## What the exercise asks
Return every one of the records below word for word, but leave the pictures out.

## Source material
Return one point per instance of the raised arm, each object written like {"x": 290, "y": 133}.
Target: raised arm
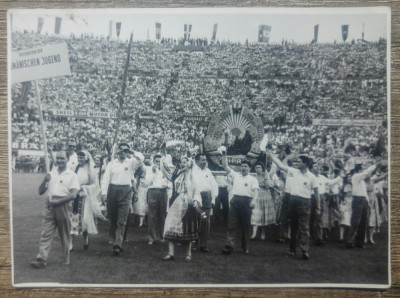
{"x": 43, "y": 186}
{"x": 227, "y": 169}
{"x": 276, "y": 160}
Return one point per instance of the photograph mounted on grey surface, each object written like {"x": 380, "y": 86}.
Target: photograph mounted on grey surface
{"x": 218, "y": 147}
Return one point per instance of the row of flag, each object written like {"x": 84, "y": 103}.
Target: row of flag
{"x": 264, "y": 31}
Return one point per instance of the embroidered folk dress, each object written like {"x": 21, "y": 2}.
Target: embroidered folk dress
{"x": 87, "y": 205}
{"x": 264, "y": 212}
{"x": 182, "y": 222}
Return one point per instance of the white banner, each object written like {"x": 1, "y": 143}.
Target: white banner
{"x": 82, "y": 114}
{"x": 347, "y": 122}
{"x": 40, "y": 63}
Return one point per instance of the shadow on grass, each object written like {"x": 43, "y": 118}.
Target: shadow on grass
{"x": 142, "y": 264}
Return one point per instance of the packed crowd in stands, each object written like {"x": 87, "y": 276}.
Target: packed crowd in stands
{"x": 287, "y": 85}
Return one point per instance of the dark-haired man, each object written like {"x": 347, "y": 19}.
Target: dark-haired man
{"x": 303, "y": 186}
{"x": 205, "y": 192}
{"x": 63, "y": 186}
{"x": 244, "y": 191}
{"x": 157, "y": 198}
{"x": 116, "y": 187}
{"x": 359, "y": 206}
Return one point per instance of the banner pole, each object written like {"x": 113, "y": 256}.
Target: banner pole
{"x": 46, "y": 158}
{"x": 121, "y": 98}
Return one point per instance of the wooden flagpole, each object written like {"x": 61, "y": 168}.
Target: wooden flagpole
{"x": 121, "y": 97}
{"x": 46, "y": 158}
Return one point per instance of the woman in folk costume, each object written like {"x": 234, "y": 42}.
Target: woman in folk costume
{"x": 181, "y": 224}
{"x": 264, "y": 212}
{"x": 374, "y": 218}
{"x": 86, "y": 205}
{"x": 140, "y": 206}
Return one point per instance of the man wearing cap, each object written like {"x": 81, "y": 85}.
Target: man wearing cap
{"x": 303, "y": 186}
{"x": 116, "y": 188}
{"x": 324, "y": 184}
{"x": 157, "y": 198}
{"x": 245, "y": 190}
{"x": 205, "y": 192}
{"x": 62, "y": 185}
{"x": 72, "y": 156}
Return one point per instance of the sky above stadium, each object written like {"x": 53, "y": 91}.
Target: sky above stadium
{"x": 234, "y": 24}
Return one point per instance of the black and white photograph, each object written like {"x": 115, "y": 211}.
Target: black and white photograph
{"x": 200, "y": 147}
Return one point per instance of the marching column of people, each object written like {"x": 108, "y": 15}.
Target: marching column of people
{"x": 305, "y": 197}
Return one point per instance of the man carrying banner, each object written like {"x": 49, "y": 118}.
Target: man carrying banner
{"x": 157, "y": 198}
{"x": 72, "y": 156}
{"x": 63, "y": 186}
{"x": 244, "y": 190}
{"x": 116, "y": 187}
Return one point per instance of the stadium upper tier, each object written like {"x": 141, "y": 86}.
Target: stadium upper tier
{"x": 288, "y": 85}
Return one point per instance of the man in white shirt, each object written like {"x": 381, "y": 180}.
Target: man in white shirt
{"x": 63, "y": 186}
{"x": 359, "y": 206}
{"x": 301, "y": 190}
{"x": 157, "y": 198}
{"x": 116, "y": 188}
{"x": 205, "y": 192}
{"x": 244, "y": 190}
{"x": 72, "y": 156}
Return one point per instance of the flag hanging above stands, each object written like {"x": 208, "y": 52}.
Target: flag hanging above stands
{"x": 57, "y": 28}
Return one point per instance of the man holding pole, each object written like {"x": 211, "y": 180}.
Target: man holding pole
{"x": 116, "y": 188}
{"x": 62, "y": 185}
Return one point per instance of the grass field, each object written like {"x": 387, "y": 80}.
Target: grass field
{"x": 142, "y": 264}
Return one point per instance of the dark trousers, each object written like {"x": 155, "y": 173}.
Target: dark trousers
{"x": 358, "y": 221}
{"x": 299, "y": 211}
{"x": 118, "y": 198}
{"x": 222, "y": 200}
{"x": 239, "y": 216}
{"x": 55, "y": 218}
{"x": 316, "y": 219}
{"x": 206, "y": 204}
{"x": 157, "y": 202}
{"x": 284, "y": 216}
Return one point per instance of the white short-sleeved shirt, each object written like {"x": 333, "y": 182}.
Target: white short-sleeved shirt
{"x": 62, "y": 184}
{"x": 302, "y": 184}
{"x": 358, "y": 183}
{"x": 289, "y": 182}
{"x": 119, "y": 173}
{"x": 244, "y": 185}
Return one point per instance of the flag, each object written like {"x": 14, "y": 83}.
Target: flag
{"x": 110, "y": 29}
{"x": 118, "y": 27}
{"x": 57, "y": 28}
{"x": 40, "y": 25}
{"x": 158, "y": 31}
{"x": 362, "y": 35}
{"x": 316, "y": 27}
{"x": 214, "y": 33}
{"x": 345, "y": 32}
{"x": 187, "y": 29}
{"x": 263, "y": 33}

## Exercise answer
Return one point per instance of the raised arm, each object written like {"x": 290, "y": 133}.
Target: raised arm
{"x": 43, "y": 186}
{"x": 227, "y": 169}
{"x": 276, "y": 160}
Return one point per instance of the photograph mounted on grey surface, each object written like {"x": 380, "y": 86}.
Target: photograph mounted on grey surface
{"x": 218, "y": 147}
Return one point per instance of the row of flag, each object written like {"x": 84, "y": 103}.
Target: row of flag
{"x": 264, "y": 31}
Return one point per instance of the embroidered folk dress, each object written like {"x": 21, "y": 2}.
Target: embroidered folk dress
{"x": 87, "y": 205}
{"x": 264, "y": 212}
{"x": 182, "y": 222}
Return one point per instance of the white banner, each object written like {"x": 1, "y": 143}.
Target: white banner
{"x": 82, "y": 114}
{"x": 347, "y": 122}
{"x": 40, "y": 63}
Return one point per instance of the shadow on grass, each object written like {"x": 43, "y": 118}.
Target: shadow on grass
{"x": 142, "y": 264}
Return one point per instance of the packed crowd in stands, each object written like {"x": 87, "y": 276}.
Target: packed crowd in stands
{"x": 287, "y": 85}
Return one point per instance of the dark-haired man, each object written like {"x": 347, "y": 19}.
Target: dark-haired man
{"x": 303, "y": 186}
{"x": 205, "y": 192}
{"x": 63, "y": 186}
{"x": 244, "y": 191}
{"x": 157, "y": 198}
{"x": 116, "y": 187}
{"x": 359, "y": 206}
Return one point per instance of the banner pole, each object written like {"x": 113, "y": 256}.
Target: banner pole
{"x": 46, "y": 158}
{"x": 121, "y": 98}
Return one point per instance of the wooden flagpole, each object written like {"x": 61, "y": 168}.
Target: wooden flagpole
{"x": 121, "y": 97}
{"x": 46, "y": 158}
Return one point per instance of the woman in folk costume, each object written like {"x": 234, "y": 42}.
Target: woman in folk costume
{"x": 181, "y": 224}
{"x": 264, "y": 212}
{"x": 374, "y": 218}
{"x": 86, "y": 205}
{"x": 140, "y": 206}
Return one point per instance of the man wearing cap, each object written like {"x": 81, "y": 85}.
Target: man wearing cap
{"x": 303, "y": 186}
{"x": 116, "y": 188}
{"x": 324, "y": 184}
{"x": 157, "y": 198}
{"x": 245, "y": 190}
{"x": 205, "y": 192}
{"x": 62, "y": 185}
{"x": 72, "y": 156}
Return one point per instance of the sky above stadium, each object written like {"x": 53, "y": 91}.
Target: sky above stadium
{"x": 234, "y": 24}
Return one point per instance of the black and white photograph, each object written like {"x": 115, "y": 211}.
Target: black and white photograph
{"x": 200, "y": 147}
Return one point per instance of the marching column of people, each object written like {"x": 108, "y": 15}.
Target: marching column of people
{"x": 305, "y": 197}
Return one point per instance of the man carrying banner, each object written like {"x": 49, "y": 118}.
Target: man carrying banner
{"x": 157, "y": 198}
{"x": 72, "y": 156}
{"x": 63, "y": 186}
{"x": 244, "y": 190}
{"x": 116, "y": 187}
Return one point per instance of the stadium upper tier, each object written like {"x": 141, "y": 86}.
Target: stadium upper tier
{"x": 288, "y": 85}
Return one point per instance of the man in white shirt, each object written like {"x": 381, "y": 180}.
Target: man in white shirt
{"x": 63, "y": 186}
{"x": 359, "y": 206}
{"x": 301, "y": 190}
{"x": 157, "y": 198}
{"x": 116, "y": 188}
{"x": 205, "y": 192}
{"x": 244, "y": 190}
{"x": 72, "y": 156}
Return one point per instance of the flag hanging above stands, each object written like {"x": 208, "y": 52}.
Target: flag hanging above stands
{"x": 57, "y": 28}
Return one point per instance of the man holding pole, each object written like {"x": 211, "y": 180}.
Target: man holding pole
{"x": 116, "y": 188}
{"x": 62, "y": 185}
Return one point per instance of the grass field, each object written like {"x": 387, "y": 80}.
Target: grass field
{"x": 142, "y": 264}
Return one point per instance of the dark trousers, each object written like {"x": 155, "y": 173}.
Target: dark trousers
{"x": 358, "y": 221}
{"x": 299, "y": 211}
{"x": 118, "y": 198}
{"x": 222, "y": 200}
{"x": 239, "y": 216}
{"x": 55, "y": 218}
{"x": 316, "y": 219}
{"x": 206, "y": 204}
{"x": 157, "y": 202}
{"x": 284, "y": 216}
Return one point per instance of the white short-sleeved shirt, each object written like {"x": 333, "y": 182}.
Target: white short-sleeved shirt
{"x": 62, "y": 184}
{"x": 302, "y": 184}
{"x": 358, "y": 183}
{"x": 289, "y": 182}
{"x": 119, "y": 173}
{"x": 244, "y": 185}
Return one point per instance of the flag, each object written like {"x": 14, "y": 83}.
Target: flag
{"x": 110, "y": 29}
{"x": 118, "y": 27}
{"x": 57, "y": 28}
{"x": 40, "y": 25}
{"x": 158, "y": 31}
{"x": 362, "y": 35}
{"x": 316, "y": 27}
{"x": 214, "y": 33}
{"x": 345, "y": 32}
{"x": 187, "y": 29}
{"x": 263, "y": 33}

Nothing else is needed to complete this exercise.